+++ EXTRACT TO READ +++

# Iowa editio LFTS, opening day



## rockafed (Feb 23, 2005)

I am in the blind. Frosty morning . Very little shooting have seen 15 dnfs. No horns yet. In for an all day sit. Good luck to those in iowa hunting today.


----------



## rockafed (Feb 23, 2005)

Well it is lu














nch time. New England clam chowder. My favorite. A view of the woods and corn


----------



## WhitetailNWalleye (Jul 20, 2019)

Good luck!


----------



## rockafed (Feb 23, 2005)

Yes opening day was exciting. Will post picts later. Back in the stand


----------



## rockafed (Feb 23, 2005)

Well here is the report from last night. Sorry for the typos, I don't have my reading glasses in shack today. So after almost 9 hours of calm I had some excitement walk into the corn field at 4.30, trailing a doe. I could see horns above the CRP grass and it looked like a 10 point so as soon as he got to the edge of the corn field I touched off the 450 bergara. He was a little quartered when I shot and he only made it a few feet before going down in the field. He laid there for a couple of minutes before the head went down n he expired. I was not sure how big he was before I shot. WOW! No ground shrinkage. 21 inches on the inside. Longest tine 12 inches. 175 pounds dressed. I shot a 164 out of the same stand 4 years ago and this one may be bigger. I need to score it but also need to cut it up. I will be grinning all week. Just love it when a plan comes togather.


----------



## WhitetailNWalleye (Jul 20, 2019)

He's a stud, nice work.


----------



## IceHog (Nov 23, 2007)

Sweet buck


----------



## Stubee (May 26, 2010)

Man, that’s a nice sweeping set of antlers. Congratulations!


----------



## thill (Aug 23, 2006)

Outstanding! Congrats!


----------



## BigWoods Bob (Mar 15, 2007)

Iowa sure is a special place! Anyone hear if any of the other guys from MS.com hunting Iowa have had any luck yet?

Sent from my SM-A505U using Michigan Sportsman mobile app


----------



## BucksandDucks (May 25, 2010)

Great buck! Congratulations!


----------



## Mt121212 (Jun 10, 2020)

great buck!!

I’m heading down for the 2nd gun season tomorrow. Weather looks horrible with highs from the 50s-70 all week long.

+++

## STATED EXERCISE A
Summarize the forum thread above in two sentences.

+++ PROVIDED RECORDS +++

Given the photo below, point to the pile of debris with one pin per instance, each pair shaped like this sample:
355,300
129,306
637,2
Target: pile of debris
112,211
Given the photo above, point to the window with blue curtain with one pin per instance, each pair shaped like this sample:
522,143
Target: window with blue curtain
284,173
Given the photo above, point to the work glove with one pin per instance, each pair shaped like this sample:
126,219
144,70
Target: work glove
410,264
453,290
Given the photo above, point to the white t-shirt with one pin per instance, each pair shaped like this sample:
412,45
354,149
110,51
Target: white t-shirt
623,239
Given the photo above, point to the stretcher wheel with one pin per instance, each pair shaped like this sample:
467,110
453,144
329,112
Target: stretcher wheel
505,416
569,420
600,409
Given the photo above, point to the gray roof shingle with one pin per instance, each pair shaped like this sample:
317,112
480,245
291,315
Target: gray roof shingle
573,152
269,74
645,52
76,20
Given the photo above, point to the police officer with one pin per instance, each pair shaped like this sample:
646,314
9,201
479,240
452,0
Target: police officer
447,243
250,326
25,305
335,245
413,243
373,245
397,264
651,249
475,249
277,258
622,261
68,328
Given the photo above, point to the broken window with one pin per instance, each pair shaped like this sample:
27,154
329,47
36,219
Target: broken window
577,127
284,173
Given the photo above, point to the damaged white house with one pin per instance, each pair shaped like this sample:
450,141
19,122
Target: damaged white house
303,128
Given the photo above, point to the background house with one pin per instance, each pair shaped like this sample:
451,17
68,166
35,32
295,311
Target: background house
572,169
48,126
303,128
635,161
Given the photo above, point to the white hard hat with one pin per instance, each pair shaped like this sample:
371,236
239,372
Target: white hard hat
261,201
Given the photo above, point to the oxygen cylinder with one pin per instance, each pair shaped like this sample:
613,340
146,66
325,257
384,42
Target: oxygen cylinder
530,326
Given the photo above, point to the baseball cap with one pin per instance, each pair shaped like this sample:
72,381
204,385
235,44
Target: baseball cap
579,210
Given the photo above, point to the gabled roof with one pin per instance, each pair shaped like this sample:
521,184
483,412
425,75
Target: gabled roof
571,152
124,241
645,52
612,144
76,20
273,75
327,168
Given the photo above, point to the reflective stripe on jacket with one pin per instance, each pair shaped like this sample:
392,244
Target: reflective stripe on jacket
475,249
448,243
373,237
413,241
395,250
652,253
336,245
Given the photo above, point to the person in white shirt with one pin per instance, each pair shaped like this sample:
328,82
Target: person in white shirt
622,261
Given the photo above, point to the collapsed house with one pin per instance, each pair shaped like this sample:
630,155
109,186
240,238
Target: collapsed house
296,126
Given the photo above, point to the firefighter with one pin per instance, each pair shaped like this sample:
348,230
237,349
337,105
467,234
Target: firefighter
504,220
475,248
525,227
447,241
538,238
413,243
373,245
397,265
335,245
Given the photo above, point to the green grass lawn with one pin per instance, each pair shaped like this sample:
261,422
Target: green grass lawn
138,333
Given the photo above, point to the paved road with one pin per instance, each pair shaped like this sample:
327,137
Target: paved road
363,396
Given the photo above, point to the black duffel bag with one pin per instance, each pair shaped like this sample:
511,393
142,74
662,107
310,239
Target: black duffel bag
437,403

+++

## STATED EXERCISE B
Extract every line of the entries above that contains the word "damaged", matching case exactly.

## EXERCISE RESULT A
On opening day in Iowa, a hunter posted from the blind about a frosty morning with very little shooting, then shot a buck that walked into the corn field trailing a doe. The buck measured 21 inches on the inside, had a longest tine of 12 inches, and weighed 175 pounds dressed, and other posters replied with congratulations.

## EXERCISE RESULT B
Given the photo above, point to the damaged white house with one pin per instance, each pair shaped like this sample:
Target: damaged white house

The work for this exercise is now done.